### ACTIVITY:
Can you swap every "positive clicks" for "foreground clicks" in the entries below, leaving everything else as it is and leaving out the pictures?

### DATA RECORDS:

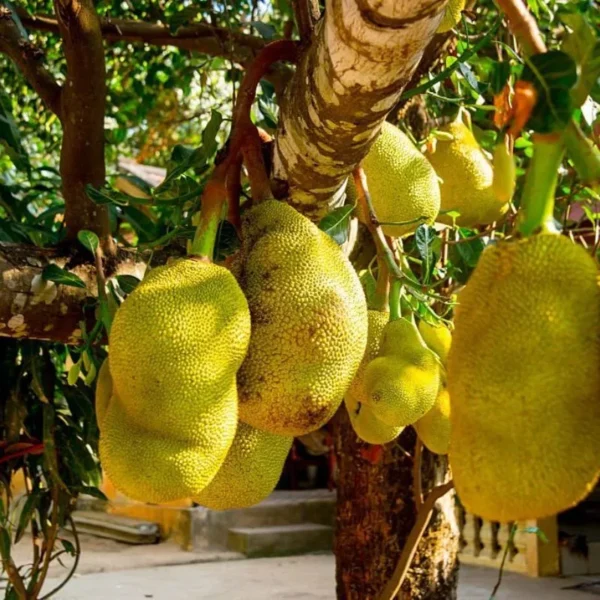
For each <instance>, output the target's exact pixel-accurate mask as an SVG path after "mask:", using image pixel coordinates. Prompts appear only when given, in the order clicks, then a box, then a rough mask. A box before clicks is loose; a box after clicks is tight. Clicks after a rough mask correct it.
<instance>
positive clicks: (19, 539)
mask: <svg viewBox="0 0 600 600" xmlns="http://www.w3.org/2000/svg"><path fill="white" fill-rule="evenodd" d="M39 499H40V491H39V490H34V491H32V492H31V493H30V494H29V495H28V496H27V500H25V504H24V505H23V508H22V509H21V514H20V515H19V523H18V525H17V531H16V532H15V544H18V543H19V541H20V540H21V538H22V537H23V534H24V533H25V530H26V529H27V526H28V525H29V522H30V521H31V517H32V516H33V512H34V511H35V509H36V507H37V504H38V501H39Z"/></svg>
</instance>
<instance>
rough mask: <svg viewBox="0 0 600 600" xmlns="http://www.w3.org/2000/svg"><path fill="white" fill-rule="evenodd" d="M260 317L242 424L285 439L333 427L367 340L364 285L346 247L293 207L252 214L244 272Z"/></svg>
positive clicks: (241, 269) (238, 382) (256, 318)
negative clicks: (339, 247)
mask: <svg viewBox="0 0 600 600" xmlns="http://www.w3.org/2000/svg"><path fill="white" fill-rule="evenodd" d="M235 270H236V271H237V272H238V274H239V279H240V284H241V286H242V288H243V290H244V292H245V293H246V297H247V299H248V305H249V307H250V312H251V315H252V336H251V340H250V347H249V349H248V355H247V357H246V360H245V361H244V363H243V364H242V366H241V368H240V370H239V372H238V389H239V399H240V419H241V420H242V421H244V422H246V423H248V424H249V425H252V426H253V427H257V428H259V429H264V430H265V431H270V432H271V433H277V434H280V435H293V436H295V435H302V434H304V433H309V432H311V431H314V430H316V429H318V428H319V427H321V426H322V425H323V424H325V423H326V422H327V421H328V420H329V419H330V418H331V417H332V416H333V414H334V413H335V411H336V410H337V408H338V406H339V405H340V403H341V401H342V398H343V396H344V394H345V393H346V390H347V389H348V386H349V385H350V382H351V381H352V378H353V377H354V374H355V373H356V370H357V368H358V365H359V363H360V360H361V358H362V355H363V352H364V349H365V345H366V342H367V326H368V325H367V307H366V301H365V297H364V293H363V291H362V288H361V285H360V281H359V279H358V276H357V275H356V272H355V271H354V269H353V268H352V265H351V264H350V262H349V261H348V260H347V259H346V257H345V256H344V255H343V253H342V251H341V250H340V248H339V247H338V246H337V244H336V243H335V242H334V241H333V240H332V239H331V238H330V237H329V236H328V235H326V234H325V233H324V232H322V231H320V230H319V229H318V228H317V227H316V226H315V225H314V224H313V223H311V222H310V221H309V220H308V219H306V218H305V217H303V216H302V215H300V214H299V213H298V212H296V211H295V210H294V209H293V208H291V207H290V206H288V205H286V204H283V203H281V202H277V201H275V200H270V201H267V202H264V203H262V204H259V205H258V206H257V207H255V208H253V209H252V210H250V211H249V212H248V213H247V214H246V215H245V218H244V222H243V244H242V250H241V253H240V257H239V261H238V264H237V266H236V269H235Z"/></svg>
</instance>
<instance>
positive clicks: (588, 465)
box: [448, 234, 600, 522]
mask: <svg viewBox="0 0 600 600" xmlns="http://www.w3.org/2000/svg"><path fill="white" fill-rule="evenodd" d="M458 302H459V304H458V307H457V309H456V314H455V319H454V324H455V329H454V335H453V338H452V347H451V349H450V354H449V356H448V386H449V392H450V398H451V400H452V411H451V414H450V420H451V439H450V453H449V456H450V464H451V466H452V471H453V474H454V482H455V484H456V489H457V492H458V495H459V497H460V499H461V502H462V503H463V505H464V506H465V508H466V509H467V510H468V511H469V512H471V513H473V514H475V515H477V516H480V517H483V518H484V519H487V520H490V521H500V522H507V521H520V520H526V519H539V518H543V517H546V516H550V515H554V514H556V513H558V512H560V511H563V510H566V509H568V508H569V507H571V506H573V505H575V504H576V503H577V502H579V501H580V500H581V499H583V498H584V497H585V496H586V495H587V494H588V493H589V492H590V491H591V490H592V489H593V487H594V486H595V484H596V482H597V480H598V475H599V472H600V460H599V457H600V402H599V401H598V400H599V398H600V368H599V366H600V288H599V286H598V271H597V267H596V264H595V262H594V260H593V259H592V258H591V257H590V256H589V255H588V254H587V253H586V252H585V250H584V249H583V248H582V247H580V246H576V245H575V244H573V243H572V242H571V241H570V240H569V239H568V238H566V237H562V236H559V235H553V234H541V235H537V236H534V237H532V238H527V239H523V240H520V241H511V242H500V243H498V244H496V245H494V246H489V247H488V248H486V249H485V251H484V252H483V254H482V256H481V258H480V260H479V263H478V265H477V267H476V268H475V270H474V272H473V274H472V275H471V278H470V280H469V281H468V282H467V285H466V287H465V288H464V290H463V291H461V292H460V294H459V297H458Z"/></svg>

### WRITTEN SOLUTION:
For each <instance>, output the target's exact pixel-accurate mask as an SVG path after "mask:", using image pixel coordinates. Prompts appear only when given, in the order clicks, then a box, then a rough mask. A box before clicks is loose; a box after clicks is tight. Clicks after a rough mask correct it.
<instance>
foreground clicks: (19, 539)
mask: <svg viewBox="0 0 600 600" xmlns="http://www.w3.org/2000/svg"><path fill="white" fill-rule="evenodd" d="M39 499H40V491H39V490H34V491H32V492H31V493H30V494H29V495H28V496H27V500H25V504H24V505H23V508H22V509H21V514H20V515H19V523H18V525H17V531H16V532H15V544H18V543H19V541H20V540H21V538H22V537H23V534H24V533H25V530H26V529H27V526H28V525H29V522H30V521H31V517H32V516H33V512H34V511H35V509H36V507H37V504H38V501H39Z"/></svg>
</instance>
<instance>
rough mask: <svg viewBox="0 0 600 600" xmlns="http://www.w3.org/2000/svg"><path fill="white" fill-rule="evenodd" d="M260 317L242 424L285 439L333 427L367 340L364 285L346 247L293 207L252 214L244 272Z"/></svg>
foreground clicks: (241, 269) (238, 382) (256, 318)
negative clicks: (339, 247)
mask: <svg viewBox="0 0 600 600" xmlns="http://www.w3.org/2000/svg"><path fill="white" fill-rule="evenodd" d="M235 270H236V271H237V272H238V274H239V279H240V284H241V286H242V288H243V290H244V292H245V293H246V297H247V299H248V305H249V307H250V312H251V315H252V336H251V340H250V347H249V349H248V355H247V357H246V360H245V361H244V363H243V364H242V366H241V368H240V370H239V372H238V389H239V399H240V419H241V420H242V421H244V422H246V423H248V424H249V425H252V426H253V427H257V428H259V429H264V430H265V431H270V432H271V433H277V434H280V435H293V436H295V435H302V434H304V433H309V432H311V431H314V430H316V429H318V428H319V427H321V426H322V425H323V424H325V423H326V422H327V421H328V420H329V419H330V418H331V417H332V416H333V414H334V413H335V411H336V410H337V408H338V406H339V405H340V403H341V401H342V398H343V396H344V394H345V393H346V390H347V389H348V386H349V385H350V382H351V381H352V378H353V377H354V374H355V373H356V370H357V368H358V365H359V363H360V360H361V358H362V355H363V352H364V349H365V345H366V342H367V326H368V325H367V307H366V301H365V297H364V293H363V291H362V288H361V285H360V281H359V279H358V276H357V275H356V272H355V271H354V269H353V268H352V265H351V264H350V262H349V261H348V260H347V259H346V257H345V256H344V255H343V253H342V251H341V250H340V248H339V247H338V246H337V244H336V243H335V242H334V241H333V240H332V239H331V238H330V237H329V236H328V235H326V234H325V233H324V232H322V231H320V230H319V229H318V228H317V227H316V226H315V225H314V224H313V223H311V222H310V221H309V220H308V219H306V218H305V217H303V216H302V215H300V214H299V213H298V212H296V211H295V210H294V209H293V208H291V207H290V206H288V205H286V204H283V203H281V202H277V201H275V200H270V201H267V202H264V203H262V204H259V205H258V206H257V207H255V208H253V209H252V210H250V211H249V212H248V213H247V214H246V215H245V218H244V222H243V244H242V250H241V253H240V257H239V261H238V264H237V266H236V269H235Z"/></svg>
</instance>
<instance>
foreground clicks: (588, 465)
box: [448, 234, 600, 522]
mask: <svg viewBox="0 0 600 600" xmlns="http://www.w3.org/2000/svg"><path fill="white" fill-rule="evenodd" d="M458 302H459V304H458V307H457V309H456V314H455V319H454V324H455V329H454V335H453V338H452V347H451V349H450V354H449V356H448V386H449V392H450V398H451V400H452V411H451V414H450V420H451V439H450V453H449V456H450V464H451V466H452V471H453V474H454V482H455V484H456V489H457V492H458V495H459V497H460V499H461V502H462V503H463V505H464V506H465V508H466V509H467V510H468V511H469V512H471V513H473V514H475V515H477V516H480V517H483V518H484V519H487V520H490V521H500V522H507V521H520V520H526V519H539V518H543V517H546V516H550V515H554V514H556V513H558V512H560V511H563V510H566V509H568V508H569V507H571V506H573V505H575V504H576V503H577V502H579V501H580V500H581V499H583V498H584V497H585V496H586V495H587V494H588V493H589V492H590V491H591V490H592V489H593V487H594V486H595V484H596V482H597V480H598V475H599V472H600V460H599V457H600V402H599V401H598V400H599V398H600V368H599V366H600V288H599V286H598V271H597V267H596V264H595V262H594V260H593V259H592V258H591V257H590V256H589V255H588V254H587V253H586V252H585V250H584V249H583V248H582V247H580V246H576V245H575V244H573V243H572V242H571V241H570V240H569V239H568V238H566V237H562V236H559V235H553V234H541V235H537V236H534V237H532V238H527V239H523V240H520V241H511V242H500V243H498V244H496V245H494V246H489V247H488V248H486V249H485V251H484V252H483V254H482V256H481V258H480V260H479V263H478V265H477V267H476V268H475V270H474V272H473V274H472V275H471V278H470V280H469V281H468V282H467V285H466V287H465V288H464V290H463V291H461V292H460V294H459V297H458Z"/></svg>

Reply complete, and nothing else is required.